→ **Stated problem**: Copy out, word for word, the lines below, starting with the line that contains "Tag the stone" and going on through the very last line.

→ **Record set**:

(begin)

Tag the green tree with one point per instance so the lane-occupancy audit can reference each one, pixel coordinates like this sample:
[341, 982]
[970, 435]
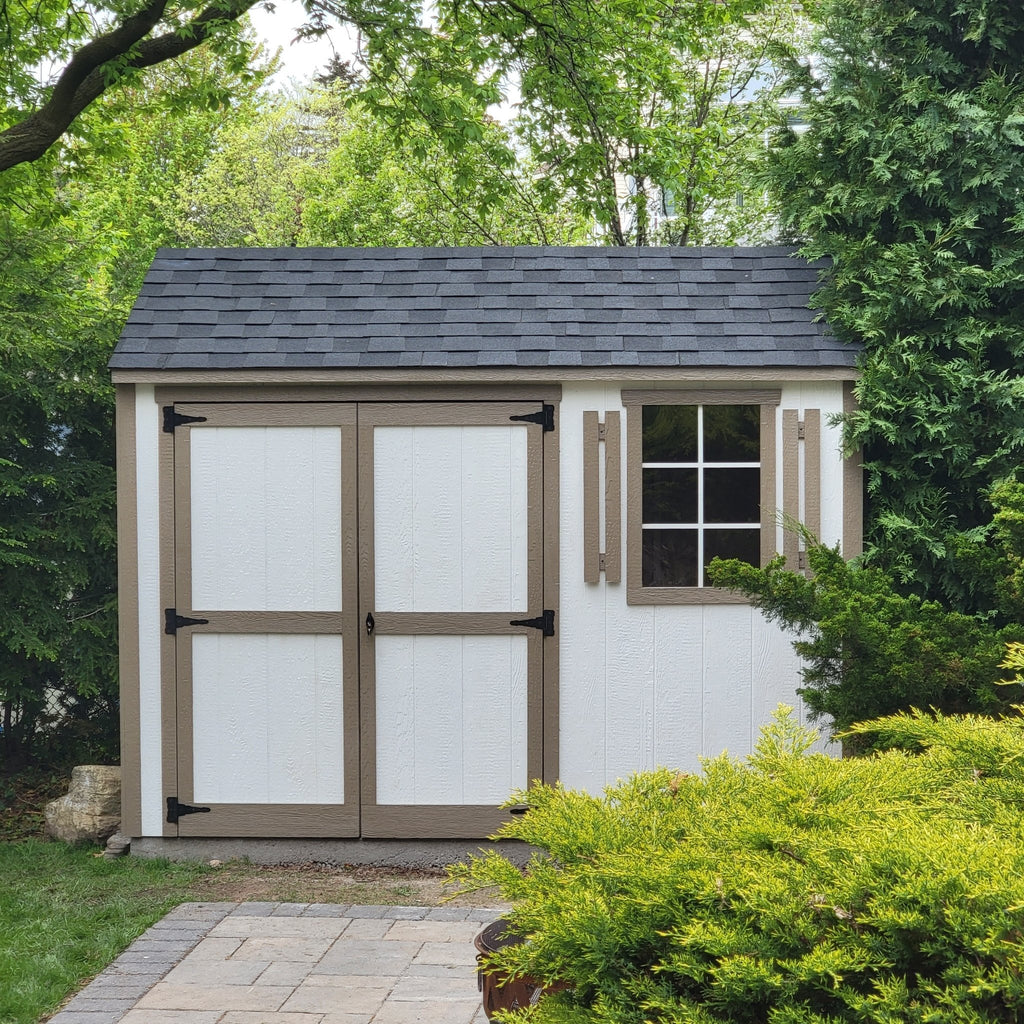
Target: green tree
[92, 48]
[620, 104]
[76, 236]
[322, 170]
[907, 178]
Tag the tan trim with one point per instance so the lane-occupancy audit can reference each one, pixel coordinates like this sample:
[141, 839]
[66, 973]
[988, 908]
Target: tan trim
[812, 471]
[612, 498]
[322, 391]
[701, 396]
[168, 647]
[431, 821]
[128, 653]
[769, 494]
[853, 489]
[341, 819]
[791, 486]
[285, 820]
[685, 595]
[591, 500]
[383, 821]
[549, 648]
[767, 398]
[491, 376]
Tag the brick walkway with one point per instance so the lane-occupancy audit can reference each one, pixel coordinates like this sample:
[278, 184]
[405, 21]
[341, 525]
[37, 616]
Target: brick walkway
[293, 964]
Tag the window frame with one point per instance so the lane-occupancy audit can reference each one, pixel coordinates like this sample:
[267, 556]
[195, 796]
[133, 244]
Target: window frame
[768, 399]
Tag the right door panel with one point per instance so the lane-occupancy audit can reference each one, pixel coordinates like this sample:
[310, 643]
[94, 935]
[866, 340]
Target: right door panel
[451, 561]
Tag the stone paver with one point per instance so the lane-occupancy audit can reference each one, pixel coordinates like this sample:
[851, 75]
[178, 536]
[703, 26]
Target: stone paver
[293, 964]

(end)

→ **Expected answer**:
Tag the stone paver with one point per instance so the lane-occupancy audit can reference each one, pixel coordinates like this sample:
[851, 75]
[178, 536]
[703, 26]
Target: stone paver
[293, 964]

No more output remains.